__Work to complete__:
List each line of the data that holds the string "hoof".

[Stored records]

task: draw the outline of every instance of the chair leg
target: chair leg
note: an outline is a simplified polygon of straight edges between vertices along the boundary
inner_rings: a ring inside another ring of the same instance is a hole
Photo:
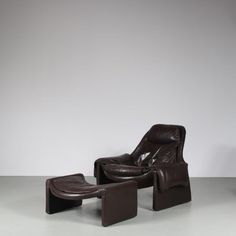
[[[66,200],[54,196],[50,190],[50,180],[46,183],[46,212],[48,214],[57,213],[72,207],[82,205],[82,200]]]
[[[153,210],[160,211],[169,207],[191,201],[190,185],[170,188],[160,192],[157,187],[153,187]]]
[[[96,182],[97,182],[97,185],[113,183],[112,180],[109,180],[105,176],[103,169],[101,167],[101,164],[98,164],[96,168]]]
[[[137,215],[137,184],[134,181],[106,187],[102,196],[102,225],[108,226]]]

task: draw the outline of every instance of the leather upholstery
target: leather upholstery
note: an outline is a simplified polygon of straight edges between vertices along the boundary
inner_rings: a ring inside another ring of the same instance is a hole
[[[123,154],[118,157],[100,158],[96,160],[95,176],[97,165],[100,165],[103,175],[108,179],[113,179],[110,177],[114,175],[115,179],[123,181],[126,177],[131,176],[133,176],[134,180],[137,180],[138,176],[144,175],[152,171],[153,167],[158,167],[162,164],[172,165],[178,162],[184,163],[182,152],[179,152],[179,148],[183,146],[185,138],[183,131],[185,132],[183,127],[176,125],[157,124],[152,126],[130,155]],[[142,157],[145,158],[142,159]],[[171,171],[167,170],[164,175],[171,175],[171,173]],[[169,176],[168,180],[175,181],[175,176]],[[142,181],[145,181],[145,179]],[[145,183],[144,186],[152,186],[152,184],[151,181]],[[168,184],[168,186],[172,185]]]
[[[103,226],[137,215],[137,184],[134,181],[94,185],[88,183],[81,173],[46,181],[46,212],[48,214],[80,206],[84,199],[92,197],[102,199]]]
[[[88,183],[82,174],[53,178],[51,180],[51,188],[56,195],[63,189],[65,195],[76,193],[77,196],[84,196],[96,191],[98,193],[101,190],[100,186]]]
[[[103,170],[105,172],[110,173],[111,175],[118,175],[124,177],[138,176],[147,172],[145,171],[145,168],[142,166],[129,166],[120,164],[104,165]]]
[[[147,138],[152,143],[168,144],[180,141],[180,130],[174,126],[154,125]]]
[[[188,165],[183,159],[185,132],[179,125],[153,125],[131,154],[95,161],[97,183],[134,180],[138,188],[145,188],[158,181],[157,189],[162,192],[189,186]]]

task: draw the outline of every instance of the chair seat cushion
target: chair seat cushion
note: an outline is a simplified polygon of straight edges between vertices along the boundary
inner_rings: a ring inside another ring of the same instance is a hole
[[[143,175],[146,172],[145,168],[141,166],[129,166],[118,164],[103,165],[103,170],[110,175],[124,177]]]

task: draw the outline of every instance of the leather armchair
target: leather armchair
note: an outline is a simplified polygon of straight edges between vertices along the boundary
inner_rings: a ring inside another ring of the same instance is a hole
[[[153,125],[131,154],[95,161],[97,184],[134,180],[138,188],[153,186],[153,210],[191,201],[185,133],[183,126]]]

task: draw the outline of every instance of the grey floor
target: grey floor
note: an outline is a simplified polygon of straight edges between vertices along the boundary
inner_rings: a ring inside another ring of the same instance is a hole
[[[192,178],[191,203],[152,211],[152,188],[138,192],[136,218],[102,227],[100,200],[54,215],[46,177],[0,177],[0,235],[236,235],[236,178]],[[87,180],[94,182],[94,178]]]

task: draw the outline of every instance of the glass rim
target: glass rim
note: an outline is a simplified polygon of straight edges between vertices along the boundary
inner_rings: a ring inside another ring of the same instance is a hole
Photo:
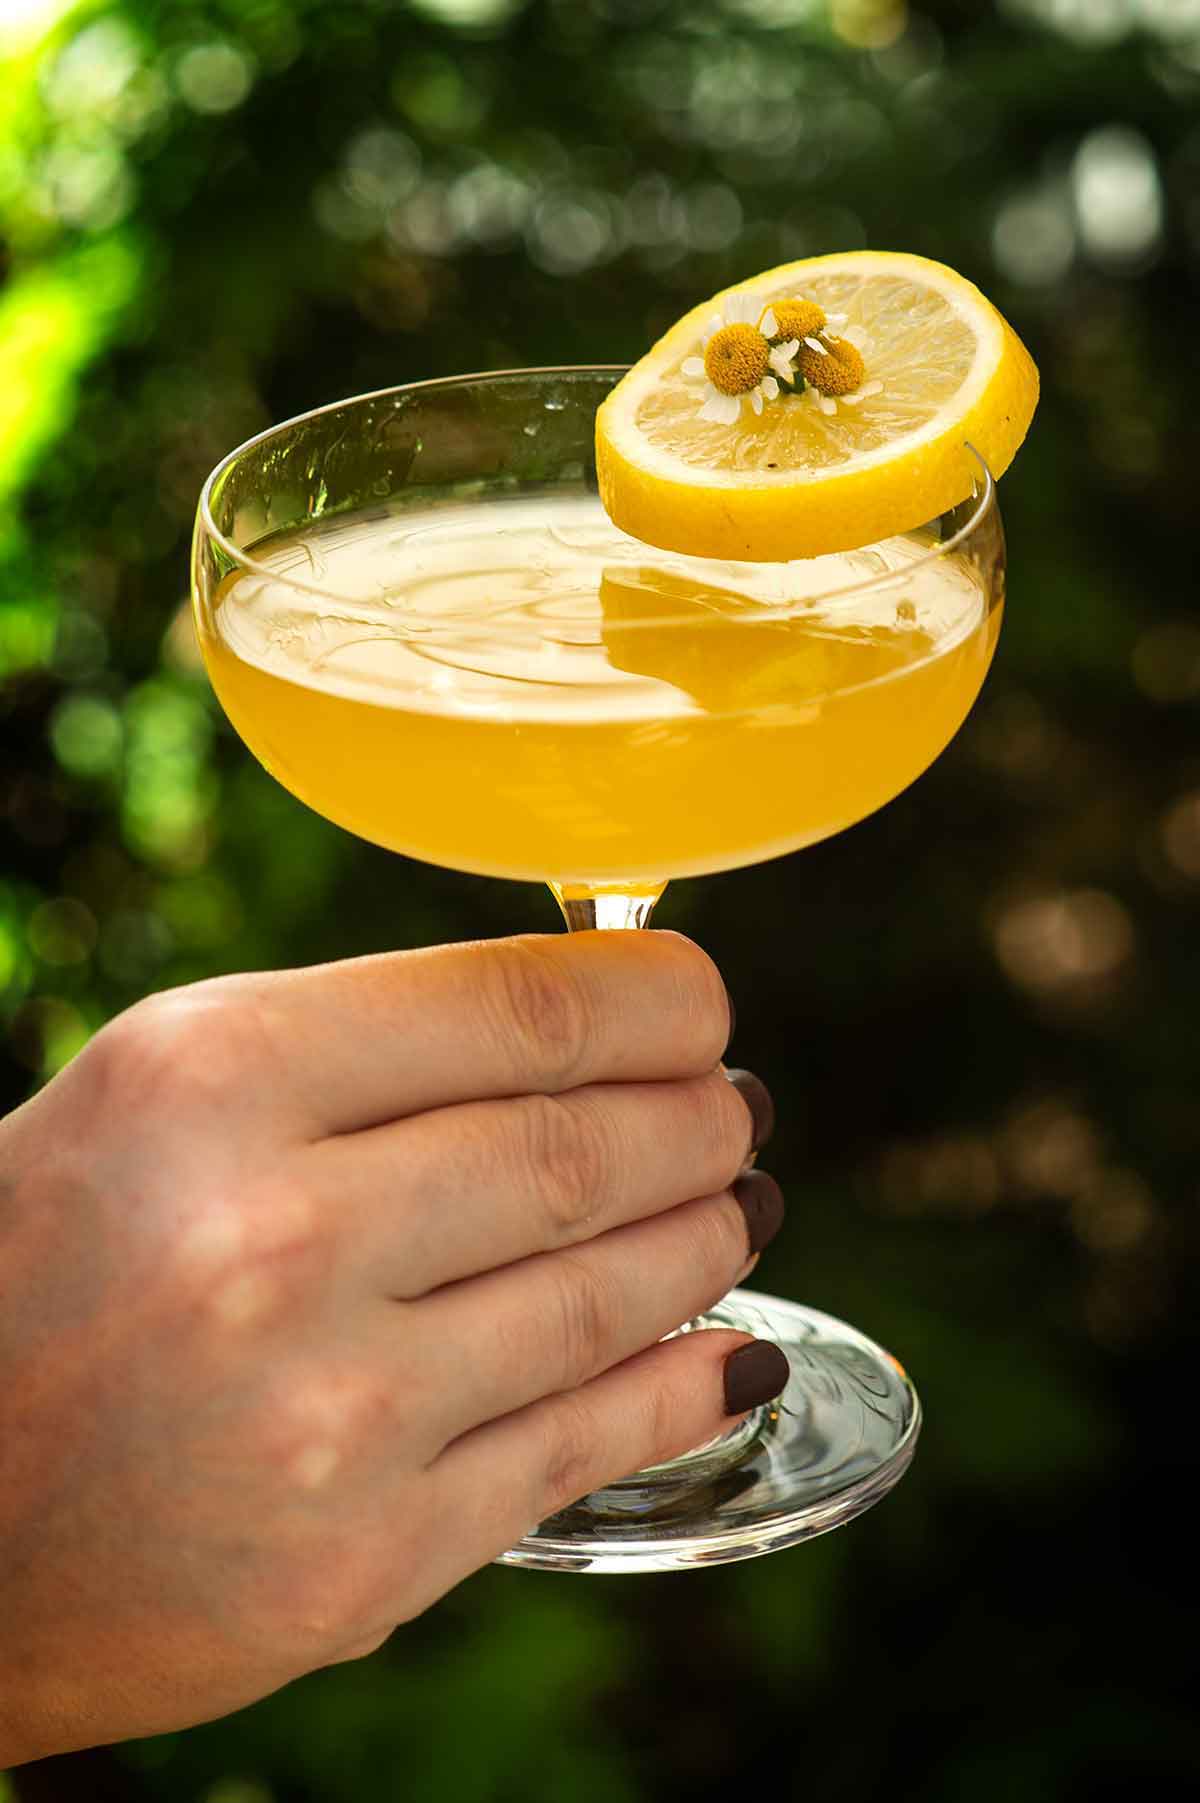
[[[200,499],[196,509],[197,529],[202,529],[206,537],[224,552],[231,563],[247,574],[266,577],[270,581],[279,583],[285,588],[294,589],[300,594],[314,595],[322,601],[337,602],[343,605],[346,603],[354,604],[356,598],[352,595],[341,594],[333,589],[322,588],[316,583],[301,581],[290,574],[281,575],[280,572],[270,564],[261,562],[259,559],[250,555],[243,546],[236,545],[217,525],[212,513],[213,490],[222,475],[239,457],[245,456],[248,452],[255,450],[258,446],[267,444],[271,439],[281,436],[297,426],[306,425],[312,420],[319,420],[324,414],[337,413],[343,408],[365,406],[371,401],[386,401],[397,395],[420,394],[432,389],[444,389],[448,391],[480,383],[514,381],[522,377],[545,376],[561,378],[564,376],[613,376],[617,380],[620,380],[620,378],[628,372],[630,367],[631,366],[626,363],[563,363],[531,365],[528,368],[474,370],[453,376],[429,376],[419,382],[399,382],[388,388],[368,389],[362,394],[346,395],[339,400],[326,401],[319,407],[307,408],[303,413],[293,414],[288,419],[279,420],[274,425],[264,427],[261,432],[254,433],[252,437],[243,440],[241,444],[235,445],[233,450],[227,451],[220,462],[214,465],[209,471],[208,476],[205,478],[204,485],[200,491]],[[873,590],[886,588],[890,584],[907,582],[918,571],[924,569],[936,559],[950,556],[955,551],[959,550],[962,545],[978,531],[979,527],[987,519],[989,513],[991,513],[996,506],[996,478],[993,476],[986,459],[975,445],[971,444],[969,440],[966,440],[964,441],[964,449],[970,453],[970,456],[979,471],[981,480],[977,482],[975,488],[975,506],[972,508],[969,517],[962,525],[958,526],[948,539],[943,540],[939,544],[931,545],[927,551],[923,552],[919,557],[914,558],[911,563],[904,564],[899,569],[879,570],[870,576],[863,577],[859,581],[841,583],[835,587],[823,589],[815,594],[804,595],[799,604],[805,611],[814,607],[826,606],[834,602],[848,602],[860,595],[869,594]],[[957,505],[965,505],[966,501],[971,498],[972,497],[970,496],[964,496],[963,501],[957,503]],[[331,514],[328,517],[336,518],[337,516],[336,514]],[[862,545],[853,547],[853,549],[859,551],[870,550],[874,545],[886,544],[889,539],[903,538],[907,533],[919,532],[923,527],[930,523],[931,522],[928,520],[922,520],[914,526],[905,528],[902,532],[889,534],[887,539],[871,539]],[[293,528],[293,530],[294,529],[295,528]],[[620,530],[620,528],[616,529],[618,531]],[[625,536],[629,535],[626,534]],[[762,569],[779,569],[785,568],[788,563],[816,563],[819,561],[819,558],[817,557],[762,560],[761,562],[752,558],[728,559],[695,557],[688,552],[666,551],[662,546],[651,544],[646,545],[646,550],[650,553],[661,551],[664,556],[687,557],[690,562],[698,565],[710,564],[713,566],[725,567],[728,567],[730,563],[736,563],[739,566],[745,565],[747,567],[759,567]],[[845,554],[846,553],[841,552],[826,553],[826,555]],[[764,607],[765,606],[766,604],[764,603]],[[661,616],[661,618],[656,617],[653,620],[643,621],[641,624],[655,626],[669,625],[678,617],[679,616],[673,614],[665,614]],[[778,622],[785,617],[788,616],[782,608],[773,608],[769,617],[764,613],[763,623],[770,623],[771,619]],[[450,625],[453,621],[453,616],[444,616],[444,618],[447,625]],[[752,624],[751,621],[746,621],[745,623],[747,625]],[[521,636],[522,629],[514,628],[511,630],[513,630],[517,636]]]

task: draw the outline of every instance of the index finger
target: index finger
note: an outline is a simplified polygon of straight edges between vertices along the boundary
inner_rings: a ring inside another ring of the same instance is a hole
[[[716,965],[662,931],[385,952],[252,984],[308,1132],[583,1083],[701,1076],[728,1043]]]

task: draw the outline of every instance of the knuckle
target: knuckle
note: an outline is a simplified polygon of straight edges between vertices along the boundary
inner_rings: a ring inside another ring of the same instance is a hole
[[[595,1487],[597,1426],[580,1396],[556,1396],[546,1410],[541,1495],[536,1513],[552,1515]]]
[[[393,1441],[401,1422],[396,1388],[376,1372],[365,1372],[339,1401],[342,1432],[360,1459],[377,1455]]]
[[[251,1041],[254,1043],[251,1043]],[[259,1052],[246,998],[220,981],[164,990],[120,1014],[88,1052],[113,1105],[138,1093],[189,1103],[227,1096]]]
[[[268,1180],[190,1198],[172,1221],[159,1285],[214,1329],[262,1328],[296,1317],[331,1264],[314,1200],[298,1184]]]
[[[608,1363],[620,1320],[615,1286],[584,1258],[556,1255],[558,1282],[553,1320],[553,1365],[559,1389],[573,1389]]]
[[[494,1029],[522,1071],[570,1088],[582,1062],[590,1010],[579,979],[530,939],[489,948],[484,1001]]]
[[[581,1097],[527,1096],[519,1118],[521,1175],[533,1178],[552,1244],[585,1234],[612,1196],[616,1156],[599,1111]]]
[[[657,1465],[673,1458],[679,1446],[679,1398],[661,1379],[648,1383],[639,1397],[641,1449],[638,1465]]]
[[[372,1469],[326,1459],[314,1481],[314,1445],[335,1437],[344,1414],[361,1438],[380,1412],[379,1385],[344,1367],[281,1361],[254,1405],[239,1410],[236,1441],[211,1442],[236,1493],[246,1498],[232,1544],[243,1556],[231,1569],[227,1604],[239,1627],[287,1676],[341,1657],[361,1656],[386,1638],[423,1594],[423,1563],[434,1523],[419,1482],[405,1481],[396,1506],[394,1443]],[[390,1449],[390,1450],[389,1450]]]
[[[332,1365],[294,1371],[266,1392],[260,1452],[286,1489],[314,1494],[368,1467],[396,1415],[393,1392],[370,1371]]]

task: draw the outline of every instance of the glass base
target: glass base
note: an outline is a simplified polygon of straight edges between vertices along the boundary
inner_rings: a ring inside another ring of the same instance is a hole
[[[698,1327],[774,1340],[783,1395],[682,1459],[597,1490],[496,1561],[542,1571],[673,1571],[795,1546],[841,1527],[908,1469],[921,1425],[902,1366],[831,1315],[733,1290]]]

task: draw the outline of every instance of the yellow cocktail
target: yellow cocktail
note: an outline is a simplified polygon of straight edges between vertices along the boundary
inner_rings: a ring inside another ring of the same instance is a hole
[[[456,869],[628,891],[826,838],[937,756],[1000,610],[969,556],[932,551],[702,563],[588,494],[430,502],[256,545],[202,642],[242,738],[318,813]]]

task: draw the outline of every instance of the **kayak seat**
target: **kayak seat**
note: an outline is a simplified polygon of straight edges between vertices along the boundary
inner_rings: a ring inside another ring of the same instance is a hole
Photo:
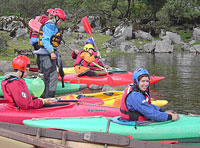
[[[121,125],[129,125],[129,126],[144,126],[149,125],[151,123],[156,123],[156,121],[128,121],[128,120],[122,120],[120,116],[113,117],[112,122],[121,124]]]
[[[113,117],[112,122],[117,123],[117,124],[122,124],[122,125],[129,125],[129,126],[135,126],[136,122],[135,121],[128,121],[128,120],[121,120],[120,116]]]

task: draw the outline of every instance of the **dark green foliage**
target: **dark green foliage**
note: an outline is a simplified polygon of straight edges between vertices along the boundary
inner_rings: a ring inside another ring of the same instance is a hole
[[[131,20],[146,24],[183,25],[200,23],[199,0],[1,0],[1,15],[34,18],[49,8],[67,13],[67,23],[79,23],[84,16],[98,16],[102,27],[112,27]]]

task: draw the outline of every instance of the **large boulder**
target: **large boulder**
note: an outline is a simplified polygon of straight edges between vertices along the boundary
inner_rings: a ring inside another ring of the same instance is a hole
[[[144,40],[148,40],[148,41],[153,40],[153,37],[151,36],[150,33],[144,32],[142,30],[137,30],[134,32],[134,34],[135,34],[136,39],[144,39]]]
[[[200,41],[200,28],[194,28],[193,38],[197,41]]]
[[[167,41],[157,41],[155,46],[155,52],[166,52],[172,53],[174,50],[174,46],[169,44]]]
[[[25,20],[17,16],[0,17],[0,30],[9,32],[11,37],[26,36],[28,29],[25,26]]]

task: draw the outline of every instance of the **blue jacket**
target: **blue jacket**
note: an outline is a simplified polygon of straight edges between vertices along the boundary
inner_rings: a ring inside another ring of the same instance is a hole
[[[160,107],[147,104],[145,96],[136,91],[132,91],[126,99],[127,108],[131,111],[138,111],[153,121],[167,121],[168,114],[160,112]]]
[[[55,47],[51,44],[51,37],[56,35],[58,32],[58,28],[54,23],[54,20],[48,20],[46,24],[42,28],[43,30],[43,37],[42,37],[42,44],[44,48],[49,52],[53,52]]]
[[[35,37],[31,37],[30,39],[30,44],[33,45],[34,43],[37,43],[38,42],[38,38],[35,38]]]

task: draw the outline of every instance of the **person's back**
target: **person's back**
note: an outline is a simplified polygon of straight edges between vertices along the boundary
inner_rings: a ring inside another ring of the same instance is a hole
[[[38,22],[40,22],[41,24],[45,24],[49,20],[49,17],[46,14],[43,14],[39,16],[39,18],[37,19]],[[30,44],[33,45],[35,50],[38,50],[40,48],[40,46],[38,45],[38,32],[33,30],[33,28],[31,28],[29,35],[30,35]]]
[[[1,82],[4,98],[9,101],[9,105],[18,109],[37,109],[44,104],[51,104],[51,99],[36,98],[32,100],[31,94],[25,81],[30,67],[30,61],[26,56],[18,56],[12,62],[14,72],[6,73]]]

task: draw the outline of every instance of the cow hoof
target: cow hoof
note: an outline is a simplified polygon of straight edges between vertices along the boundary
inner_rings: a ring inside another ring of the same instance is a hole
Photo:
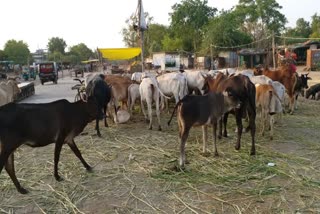
[[[55,175],[54,177],[55,177],[56,181],[59,181],[59,182],[63,181],[63,178],[61,178],[60,175]]]
[[[218,135],[218,139],[221,140],[221,138],[222,138],[222,136],[221,136],[221,135]]]
[[[202,152],[201,155],[203,157],[209,157],[210,156],[210,152]]]
[[[184,172],[185,171],[185,167],[184,166],[174,166],[172,168],[172,171],[175,171],[175,172]]]
[[[240,146],[235,146],[234,147],[236,150],[240,150]]]
[[[161,126],[159,126],[159,128],[158,128],[158,131],[162,131],[162,128],[161,128]]]
[[[97,133],[98,137],[101,137],[101,133]]]
[[[215,153],[214,153],[214,156],[215,156],[215,157],[219,157],[219,153],[218,153],[218,152],[215,152]]]
[[[256,151],[251,151],[250,155],[256,155]]]
[[[270,140],[273,140],[273,137],[272,137],[272,136],[270,137]]]
[[[88,167],[86,168],[86,170],[87,170],[88,172],[93,172],[93,168],[92,168],[91,166],[88,166]]]
[[[152,130],[152,126],[149,127],[149,130]]]
[[[18,189],[18,192],[20,192],[21,194],[27,194],[29,191],[26,190],[26,189],[23,188],[23,187],[20,187],[20,188]]]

__Exercise solution__:
task: draw the outline of every instance of the cow hoof
target: cow hoof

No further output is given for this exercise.